--- WHAT YOU SHOULD DO ---
Please print each record below exactly as it is written.

--- PROVIDED RECORDS ---
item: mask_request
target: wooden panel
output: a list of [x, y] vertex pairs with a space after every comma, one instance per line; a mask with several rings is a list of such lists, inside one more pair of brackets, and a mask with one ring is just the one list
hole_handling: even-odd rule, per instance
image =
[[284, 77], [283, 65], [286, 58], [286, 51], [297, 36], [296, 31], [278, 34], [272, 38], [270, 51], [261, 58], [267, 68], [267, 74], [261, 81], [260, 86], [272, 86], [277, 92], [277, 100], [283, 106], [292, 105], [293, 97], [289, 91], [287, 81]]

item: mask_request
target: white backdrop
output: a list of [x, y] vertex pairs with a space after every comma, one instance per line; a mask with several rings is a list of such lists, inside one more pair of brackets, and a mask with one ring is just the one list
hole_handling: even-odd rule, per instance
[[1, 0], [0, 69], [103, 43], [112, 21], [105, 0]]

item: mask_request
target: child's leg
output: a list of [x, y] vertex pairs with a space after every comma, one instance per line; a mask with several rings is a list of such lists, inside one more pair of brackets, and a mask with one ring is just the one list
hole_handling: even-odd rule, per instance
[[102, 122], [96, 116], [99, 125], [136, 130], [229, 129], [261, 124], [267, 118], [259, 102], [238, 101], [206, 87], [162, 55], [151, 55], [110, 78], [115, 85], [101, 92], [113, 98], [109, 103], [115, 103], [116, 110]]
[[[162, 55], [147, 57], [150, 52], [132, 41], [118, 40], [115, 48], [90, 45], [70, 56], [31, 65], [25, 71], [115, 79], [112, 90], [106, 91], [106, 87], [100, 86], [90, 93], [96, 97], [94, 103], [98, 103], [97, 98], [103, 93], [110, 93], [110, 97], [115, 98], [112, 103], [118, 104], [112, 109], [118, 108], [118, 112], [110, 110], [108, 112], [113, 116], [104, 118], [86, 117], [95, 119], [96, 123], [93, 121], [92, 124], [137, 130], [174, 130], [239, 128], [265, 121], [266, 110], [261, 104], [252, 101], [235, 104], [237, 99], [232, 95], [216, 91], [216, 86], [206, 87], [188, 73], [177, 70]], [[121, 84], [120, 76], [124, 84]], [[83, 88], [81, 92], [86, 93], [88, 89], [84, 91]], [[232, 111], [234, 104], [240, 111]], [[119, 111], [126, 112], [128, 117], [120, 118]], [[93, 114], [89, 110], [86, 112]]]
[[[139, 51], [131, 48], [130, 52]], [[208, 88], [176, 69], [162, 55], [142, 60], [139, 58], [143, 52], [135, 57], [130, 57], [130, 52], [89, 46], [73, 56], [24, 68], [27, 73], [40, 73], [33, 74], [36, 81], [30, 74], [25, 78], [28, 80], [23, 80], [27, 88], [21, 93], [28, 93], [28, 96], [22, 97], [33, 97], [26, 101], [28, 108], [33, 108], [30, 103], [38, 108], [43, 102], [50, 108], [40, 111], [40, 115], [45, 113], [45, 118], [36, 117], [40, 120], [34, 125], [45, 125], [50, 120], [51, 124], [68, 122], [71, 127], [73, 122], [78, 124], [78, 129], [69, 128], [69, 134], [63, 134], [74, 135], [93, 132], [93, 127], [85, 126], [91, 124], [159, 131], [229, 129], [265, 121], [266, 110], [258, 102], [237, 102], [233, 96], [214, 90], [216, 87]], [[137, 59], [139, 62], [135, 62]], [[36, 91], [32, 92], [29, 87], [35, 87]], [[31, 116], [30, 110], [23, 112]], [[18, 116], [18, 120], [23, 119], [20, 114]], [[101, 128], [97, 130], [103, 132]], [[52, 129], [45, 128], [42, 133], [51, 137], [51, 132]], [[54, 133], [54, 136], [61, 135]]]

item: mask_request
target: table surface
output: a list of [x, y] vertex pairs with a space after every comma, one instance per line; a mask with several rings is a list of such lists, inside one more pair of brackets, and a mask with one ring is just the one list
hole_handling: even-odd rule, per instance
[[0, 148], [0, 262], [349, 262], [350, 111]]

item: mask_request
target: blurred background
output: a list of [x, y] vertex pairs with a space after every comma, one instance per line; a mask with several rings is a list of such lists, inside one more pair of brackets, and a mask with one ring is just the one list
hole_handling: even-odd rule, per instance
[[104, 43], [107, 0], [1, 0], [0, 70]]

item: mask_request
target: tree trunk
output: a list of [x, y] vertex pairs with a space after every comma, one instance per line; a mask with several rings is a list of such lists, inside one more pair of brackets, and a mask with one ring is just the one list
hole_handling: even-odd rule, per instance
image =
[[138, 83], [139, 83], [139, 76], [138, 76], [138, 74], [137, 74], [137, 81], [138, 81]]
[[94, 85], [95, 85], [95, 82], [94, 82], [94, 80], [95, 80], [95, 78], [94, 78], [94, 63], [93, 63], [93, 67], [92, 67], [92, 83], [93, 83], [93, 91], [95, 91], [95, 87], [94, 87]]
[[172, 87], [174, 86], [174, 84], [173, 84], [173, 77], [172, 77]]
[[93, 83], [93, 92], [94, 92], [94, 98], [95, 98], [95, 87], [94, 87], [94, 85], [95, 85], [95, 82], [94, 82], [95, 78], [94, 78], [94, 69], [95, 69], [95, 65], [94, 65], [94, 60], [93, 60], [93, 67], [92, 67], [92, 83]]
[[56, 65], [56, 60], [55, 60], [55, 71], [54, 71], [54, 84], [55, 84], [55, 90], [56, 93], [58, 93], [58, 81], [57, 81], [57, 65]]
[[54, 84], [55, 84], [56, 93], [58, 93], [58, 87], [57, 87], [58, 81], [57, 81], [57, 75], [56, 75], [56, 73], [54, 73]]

--- RESULT FOR THIS TASK ---
item: mask_request
target: wooden panel
output: a list of [x, y] vertex pairs with a space after every comma, one instance per line; a mask with several rings is a list of such lists, inside one more pair of brackets, and a mask with one ring is just the one list
hole_handling: even-odd rule, per instance
image =
[[284, 77], [283, 65], [286, 58], [286, 51], [297, 36], [296, 31], [278, 34], [272, 38], [270, 51], [261, 58], [267, 68], [267, 74], [261, 81], [260, 86], [272, 86], [277, 92], [277, 100], [283, 106], [292, 105], [293, 97], [289, 91], [287, 81]]

item: mask_request
target: white backdrop
output: a list of [x, y] vertex pairs with a space after every comma, one instance per line; a mask with several rings is a list of such lists, inside one more pair of brackets, and a mask with one ring is just the one list
hole_handling: even-odd rule, per instance
[[1, 0], [0, 69], [103, 43], [112, 21], [105, 0]]

item: mask_request
target: child's leg
output: a list of [x, y] vertex pairs with a space after every comma, one instance per line; a mask with several rings is a list of such lists, inside one more pair of brackets, and a mask with one ring is just the one list
hole_handling: even-odd rule, per instance
[[102, 122], [96, 116], [99, 125], [136, 130], [229, 129], [261, 124], [267, 118], [259, 102], [238, 101], [206, 87], [162, 55], [151, 55], [110, 78], [115, 85], [101, 92], [113, 98], [109, 103], [115, 103], [116, 110]]
[[[162, 55], [147, 57], [150, 52], [132, 41], [118, 40], [115, 48], [90, 45], [70, 56], [31, 65], [25, 71], [115, 79], [112, 90], [106, 91], [106, 87], [100, 86], [90, 93], [96, 97], [94, 103], [98, 103], [97, 98], [103, 93], [110, 93], [110, 97], [115, 98], [112, 103], [118, 104], [112, 109], [118, 108], [118, 112], [110, 110], [108, 112], [113, 116], [104, 118], [86, 117], [95, 119], [96, 123], [93, 121], [92, 124], [137, 130], [174, 130], [239, 128], [265, 121], [266, 110], [261, 104], [252, 101], [235, 104], [237, 99], [232, 95], [216, 91], [216, 86], [206, 87], [188, 73], [177, 70]], [[121, 84], [120, 76], [124, 84]], [[83, 88], [81, 92], [86, 93], [88, 89], [84, 91]], [[232, 111], [234, 104], [240, 111]], [[119, 111], [126, 112], [128, 117], [120, 118]], [[93, 114], [89, 110], [86, 112]]]
[[[139, 51], [131, 48], [130, 52]], [[208, 88], [176, 69], [162, 55], [142, 60], [139, 58], [143, 52], [135, 57], [130, 57], [130, 52], [89, 46], [73, 56], [24, 68], [27, 73], [40, 73], [33, 74], [36, 81], [30, 74], [25, 78], [28, 80], [23, 80], [27, 88], [21, 93], [28, 93], [28, 96], [22, 97], [33, 97], [26, 101], [28, 108], [33, 108], [30, 103], [38, 108], [43, 102], [50, 108], [40, 111], [40, 115], [45, 113], [45, 118], [36, 117], [40, 120], [34, 125], [45, 125], [50, 120], [51, 124], [68, 122], [71, 127], [73, 122], [78, 124], [78, 129], [69, 128], [69, 134], [63, 134], [74, 135], [93, 132], [93, 127], [85, 126], [91, 124], [159, 131], [229, 129], [265, 121], [266, 110], [258, 102], [237, 102], [233, 96], [214, 90], [216, 87]], [[137, 59], [139, 62], [135, 62]], [[36, 91], [32, 92], [29, 87], [35, 87]], [[31, 116], [30, 110], [23, 112]], [[18, 116], [18, 120], [23, 119], [20, 114]], [[101, 128], [97, 130], [103, 132]], [[52, 129], [45, 128], [42, 133], [51, 137], [51, 132]], [[54, 133], [54, 136], [61, 135]]]

item: mask_request
target: table surface
output: a list of [x, y] vertex pairs with a space after every comma, one instance per line; a mask with several rings is a list of such lists, inside one more pair of brackets, and a mask with one ring is just the one list
hole_handling: even-odd rule, per instance
[[0, 148], [0, 262], [349, 262], [350, 111]]

item: mask_request
target: blurred background
output: a list of [x, y] vertex pairs with a space after every comma, one instance per line; a mask with several rings is a list of such lists, inside one more pair of brackets, and a mask with one ring is just the one list
hole_handling: even-odd rule, per instance
[[104, 43], [107, 0], [1, 0], [0, 70]]

item: mask_request
target: tree trunk
output: a list of [x, y] vertex pairs with a space after every comma, one instance per line; a mask with several rings is a list of such lists, inside one more pair of brackets, and a mask with one ring is just the one list
hole_handling: even-odd rule, per instance
image =
[[138, 83], [139, 83], [139, 76], [138, 76], [138, 74], [137, 74], [137, 81], [138, 81]]
[[94, 85], [95, 85], [95, 82], [94, 82], [94, 80], [95, 80], [95, 78], [94, 78], [94, 63], [93, 63], [93, 67], [92, 67], [92, 83], [93, 83], [93, 91], [95, 91], [95, 87], [94, 87]]
[[172, 87], [174, 86], [174, 84], [173, 84], [173, 77], [172, 77]]
[[93, 83], [93, 92], [94, 92], [94, 98], [95, 98], [95, 87], [94, 87], [94, 85], [95, 85], [95, 82], [94, 82], [95, 78], [94, 78], [94, 69], [95, 69], [95, 65], [94, 65], [94, 60], [93, 60], [93, 67], [92, 67], [92, 83]]
[[56, 65], [56, 60], [55, 60], [55, 71], [54, 71], [54, 84], [55, 84], [55, 90], [56, 93], [58, 93], [58, 81], [57, 81], [57, 65]]
[[54, 84], [55, 84], [56, 93], [58, 93], [58, 87], [57, 87], [58, 81], [57, 81], [57, 75], [56, 75], [56, 73], [54, 73]]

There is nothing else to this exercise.